═════ Quoted text

Outside the gray ranch house in a quiet and well-tended neighborhood, a ceramic frog guards a flower bed.

The house is pretty much the same as the others on Woodford Drive, except for the plastic sign on the wall that says "Easic Corp." Inside, in the dining room and family room, there's a daybed for the dog, brass plaques memorializing the chip-design firm's patents and five employees setting strategy, reviewing software and sending e-mail to programming colleagues in Romania.

It looks a lot like the future of Silicon Valley. Zvi Or-Bach, Easic's founder, president and chief executive, hired the Romanians for the same reason he keeps Easic's headquarters in his three-bedroom house, where a secondhand mobile home in the backyard accommodates overflow employees.

"Obviously, it saves money," said Ze'ev Wurman, vice president of software development, noting that the Romanians' salaries are one-tenth of programmers' wages in San Jose.

As Silicon Valley emerges from three years in the economic wilderness, it is taking on a new look. These days, many technology powerhouses no longer have thousands of locals employed to perform tasks ranging from designing software to cleaning the cafeteria.

The new Silicon Valley is a land of headquarters, a place where deals are made but not necessarily carried out.

The transformation echoes the evolution of Hollywood, which from its base in Southern California manages film shoots in Canada, animation in South Korea and special effects in New Zealand. In fact, the Silicon Valley tech sector is the latest addition to a long list: Generations ago, the textile industry sent factory and management jobs south from its New England base, for example, and later back-office jobs in financial services migrated from lower Manhattan to New Jersey.

With the shift, "the character of the valley is changing pretty dramatically," said AnnaLee Saxenian, dean of UC Berkeley's School of Information Management and Systems.

Although some companies are doing things the old-fashioned way, an increasing number of jobs that once were the guts of valley life technical support, programming, even some computer system design are now handled in places as remote as Bombay, India, and Bucharest, Romania.

More than half the companies backed by top venture capital firm Kleiner, Perkins, Caufield & Byers have operations offshore, firm partner John Doerr said.

══════════
═════ Dataset records

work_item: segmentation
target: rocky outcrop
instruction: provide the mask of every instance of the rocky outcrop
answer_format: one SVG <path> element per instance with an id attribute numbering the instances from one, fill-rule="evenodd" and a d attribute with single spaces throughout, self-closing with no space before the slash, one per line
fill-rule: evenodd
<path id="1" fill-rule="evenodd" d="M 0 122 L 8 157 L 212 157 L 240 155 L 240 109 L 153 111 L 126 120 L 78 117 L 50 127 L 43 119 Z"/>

══════════

* Given exercise:
Reproduce the passage of the article on Silicon Valley's changing workforce starting with "It looks a lot" and going on through "necessarily carried out.".

* Final answer:
It looks a lot like the future of Silicon Valley. Zvi Or-Bach, Easic's founder, president and chief executive, hired the Romanians for the same reason he keeps Easic's headquarters in his three-bedroom house, where a secondhand mobile home in the backyard accommodates overflow employees.

"Obviously, it saves money," said Ze'ev Wurman, vice president of software development, noting that the Romanians' salaries are one-tenth of programmers' wages in San Jose.

As Silicon Valley emerges from three years in the economic wilderness, it is taking on a new look. These days, many technology powerhouses no longer have thousands of locals employed to perform tasks ranging from designing software to cleaning the cafeteria.

The new Silicon Valley is a land of headquarters, a place where deals are made but not necessarily carried out.